• **GOAL OF THE EXERCISE**
Copy out the part of the data that opens with the line containing "Query: black lamp fixture" and closes with the line containing "(1139, 473)", keeping both of those lines. Leave out the pictures.

### GIVEN RECORDS ###

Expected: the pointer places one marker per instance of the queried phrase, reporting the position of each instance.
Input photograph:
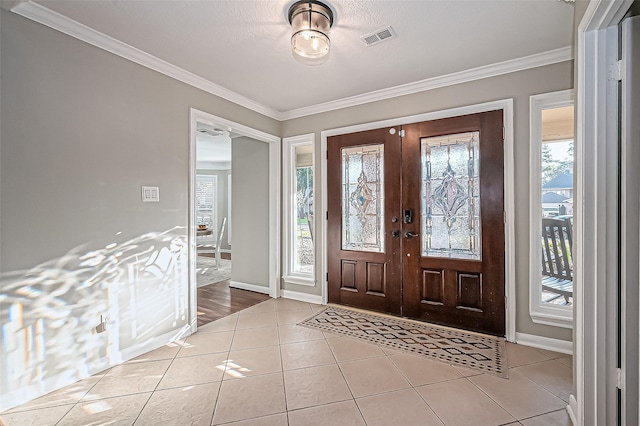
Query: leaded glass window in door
(363, 198)
(450, 196)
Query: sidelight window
(552, 208)
(298, 172)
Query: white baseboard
(302, 297)
(250, 287)
(556, 345)
(572, 408)
(212, 250)
(39, 388)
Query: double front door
(416, 221)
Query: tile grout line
(284, 383)
(215, 406)
(157, 384)
(345, 379)
(80, 399)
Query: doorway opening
(224, 214)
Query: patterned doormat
(465, 349)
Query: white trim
(197, 116)
(39, 388)
(302, 297)
(250, 287)
(292, 279)
(38, 13)
(542, 313)
(509, 196)
(289, 146)
(547, 343)
(48, 17)
(513, 65)
(590, 280)
(572, 409)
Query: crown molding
(533, 61)
(48, 17)
(45, 16)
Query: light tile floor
(257, 367)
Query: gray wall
(250, 211)
(82, 130)
(519, 86)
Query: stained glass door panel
(450, 196)
(453, 263)
(363, 240)
(363, 198)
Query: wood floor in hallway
(218, 300)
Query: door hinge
(615, 71)
(619, 378)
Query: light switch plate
(150, 194)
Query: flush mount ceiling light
(310, 22)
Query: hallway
(257, 367)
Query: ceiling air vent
(378, 36)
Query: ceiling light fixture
(311, 22)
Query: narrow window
(299, 223)
(552, 207)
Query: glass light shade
(310, 25)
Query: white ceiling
(243, 45)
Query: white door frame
(596, 215)
(197, 116)
(509, 191)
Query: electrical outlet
(102, 327)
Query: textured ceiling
(243, 45)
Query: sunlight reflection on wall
(50, 312)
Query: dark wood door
(363, 179)
(453, 175)
(416, 223)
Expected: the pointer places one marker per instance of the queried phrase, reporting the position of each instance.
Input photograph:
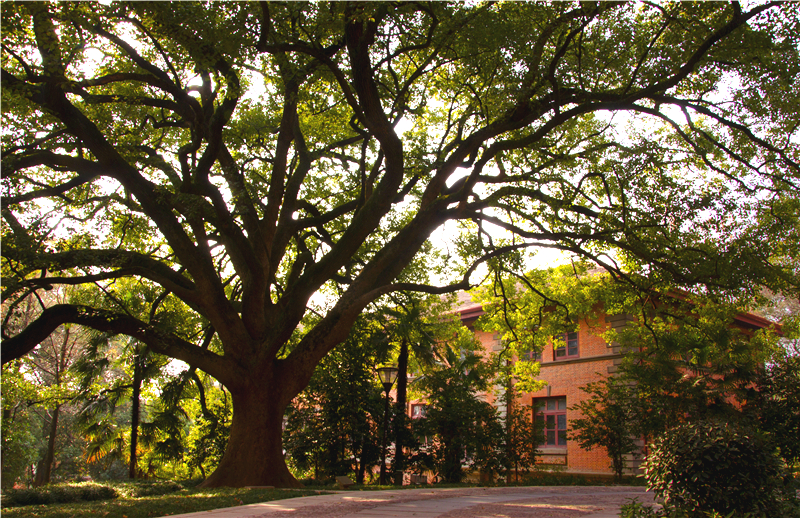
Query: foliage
(459, 427)
(333, 427)
(232, 167)
(608, 420)
(523, 434)
(57, 494)
(776, 404)
(148, 488)
(189, 500)
(707, 466)
(18, 442)
(209, 434)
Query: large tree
(241, 157)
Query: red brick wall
(564, 378)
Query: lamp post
(387, 376)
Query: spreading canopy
(234, 159)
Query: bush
(57, 494)
(707, 467)
(140, 489)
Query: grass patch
(176, 502)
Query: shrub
(140, 489)
(57, 494)
(710, 467)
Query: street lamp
(387, 375)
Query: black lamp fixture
(387, 375)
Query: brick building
(585, 358)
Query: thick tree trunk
(254, 454)
(45, 467)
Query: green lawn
(184, 501)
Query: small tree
(776, 403)
(464, 429)
(608, 420)
(332, 427)
(707, 466)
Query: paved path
(516, 502)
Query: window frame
(566, 348)
(541, 411)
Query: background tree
(415, 325)
(459, 424)
(608, 420)
(19, 445)
(46, 376)
(523, 434)
(262, 153)
(776, 405)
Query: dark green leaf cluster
(712, 466)
(460, 430)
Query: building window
(551, 414)
(569, 349)
(531, 356)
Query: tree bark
(254, 454)
(44, 469)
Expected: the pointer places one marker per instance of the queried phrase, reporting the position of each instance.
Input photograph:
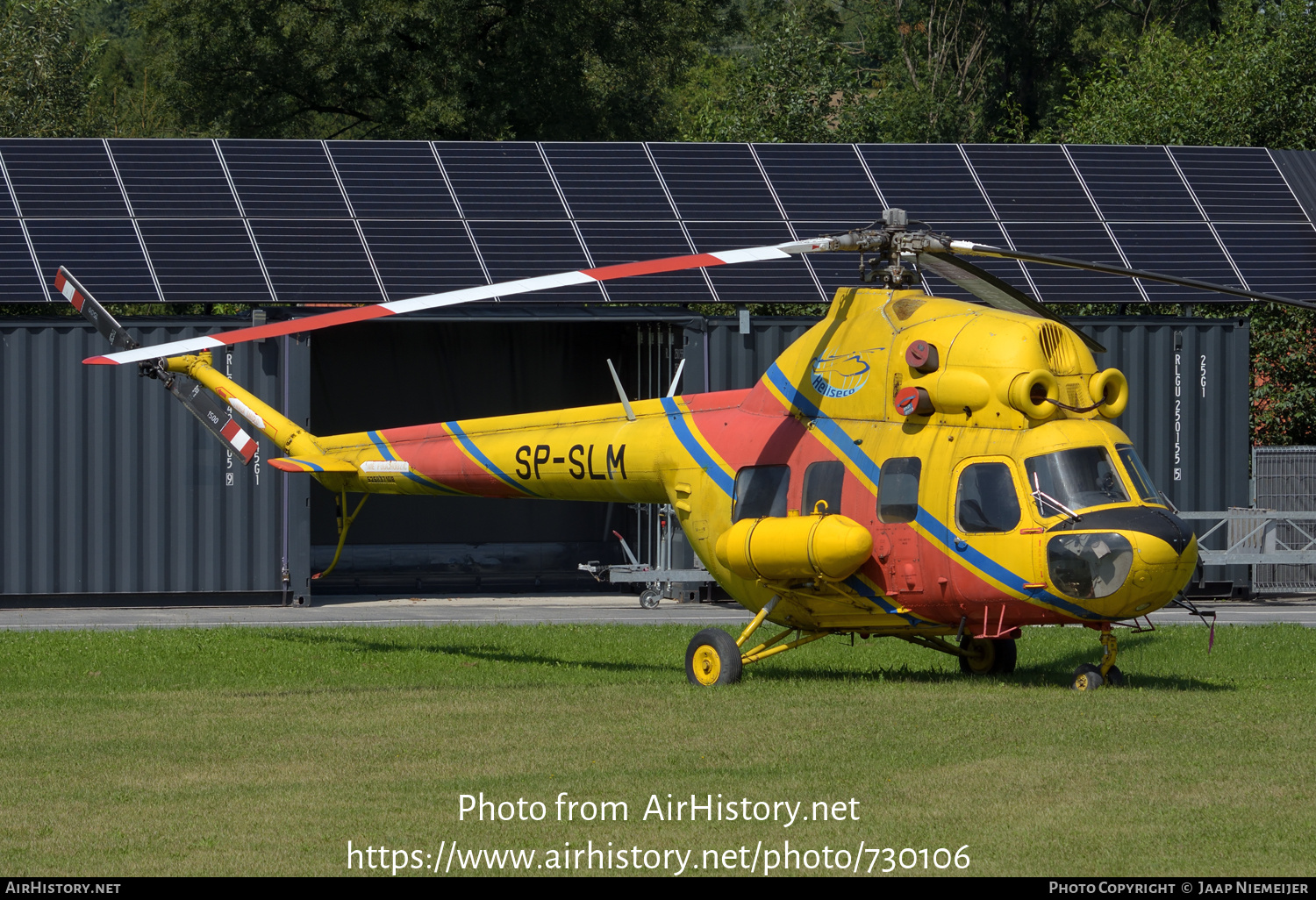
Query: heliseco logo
(840, 375)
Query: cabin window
(986, 499)
(898, 489)
(823, 482)
(761, 491)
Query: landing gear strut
(1089, 676)
(713, 657)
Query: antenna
(626, 404)
(676, 379)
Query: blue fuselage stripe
(378, 439)
(833, 432)
(695, 449)
(484, 461)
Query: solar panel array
(361, 221)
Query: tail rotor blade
(92, 311)
(211, 415)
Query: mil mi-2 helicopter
(913, 466)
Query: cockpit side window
(761, 491)
(986, 499)
(823, 482)
(898, 489)
(1139, 473)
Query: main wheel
(1087, 678)
(991, 655)
(712, 658)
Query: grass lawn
(266, 750)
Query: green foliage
(1284, 371)
(565, 70)
(1255, 84)
(47, 73)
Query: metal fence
(1284, 481)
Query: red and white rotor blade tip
(452, 297)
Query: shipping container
(110, 487)
(111, 491)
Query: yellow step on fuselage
(987, 507)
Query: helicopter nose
(1136, 563)
(1147, 520)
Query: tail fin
(183, 378)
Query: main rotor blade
(969, 247)
(452, 297)
(998, 294)
(92, 311)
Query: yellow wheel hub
(708, 665)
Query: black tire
(1007, 654)
(1087, 678)
(998, 655)
(712, 658)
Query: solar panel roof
(358, 221)
(720, 182)
(1134, 183)
(182, 179)
(608, 181)
(500, 181)
(418, 257)
(820, 181)
(284, 179)
(392, 179)
(66, 178)
(1031, 183)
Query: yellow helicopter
(913, 466)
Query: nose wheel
(1089, 676)
(987, 655)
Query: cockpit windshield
(1076, 479)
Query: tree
(429, 68)
(46, 73)
(1253, 84)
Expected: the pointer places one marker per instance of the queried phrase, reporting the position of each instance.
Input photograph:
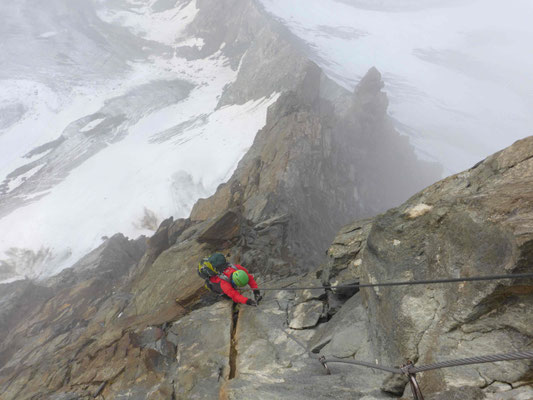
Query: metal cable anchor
(324, 364)
(415, 388)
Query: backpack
(213, 266)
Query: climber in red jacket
(228, 278)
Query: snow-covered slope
(458, 73)
(104, 128)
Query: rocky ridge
(135, 322)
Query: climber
(224, 278)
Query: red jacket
(228, 289)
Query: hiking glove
(250, 302)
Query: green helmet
(240, 278)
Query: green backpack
(213, 266)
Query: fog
(458, 73)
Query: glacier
(104, 140)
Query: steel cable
(518, 355)
(364, 364)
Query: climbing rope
(406, 283)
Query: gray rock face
(203, 340)
(471, 224)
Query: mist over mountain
(457, 72)
(139, 137)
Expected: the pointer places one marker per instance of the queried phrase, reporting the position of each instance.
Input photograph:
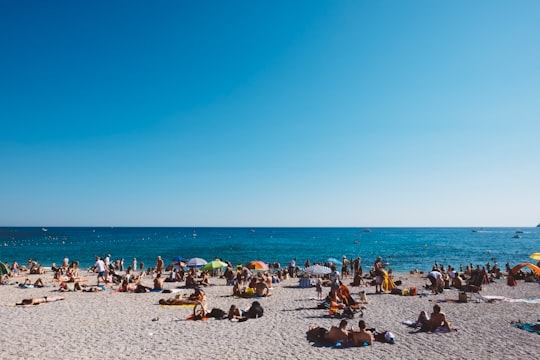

###

• **SOLUTION BELOW**
Query: black lamp fixture
(387, 375)
Query: brick building
(585, 358)
Query: thick tree trunk
(254, 454)
(45, 467)
Query: green lawn
(184, 501)
Query: small tree
(776, 403)
(464, 429)
(608, 420)
(332, 427)
(707, 466)
Query: paved path
(516, 502)
Query: window frame
(566, 348)
(541, 411)
Query: background tree
(415, 325)
(459, 424)
(608, 420)
(19, 445)
(46, 376)
(523, 434)
(262, 153)
(776, 405)
Query: dark green leaf cluster
(712, 466)
(460, 430)
Query: building window
(551, 414)
(569, 349)
(531, 356)
Query: tree bark
(254, 454)
(44, 469)
Expected: the pointer places one marker per instance of the queried phrase, reporting the position of each instance.
Input photograph:
Query: heliseco logo
(840, 375)
Query: cabin window
(986, 499)
(898, 489)
(823, 482)
(761, 491)
Query: landing gear strut
(1089, 676)
(713, 657)
Query: antenna
(626, 404)
(676, 379)
Query: blue fuselage stripe
(378, 439)
(833, 432)
(695, 449)
(484, 461)
Query: solar panel array
(361, 221)
Query: tail rotor blade
(92, 311)
(211, 415)
Query: mil mi-2 helicopter
(913, 466)
Query: cockpit side window
(761, 491)
(986, 499)
(823, 482)
(898, 489)
(1139, 473)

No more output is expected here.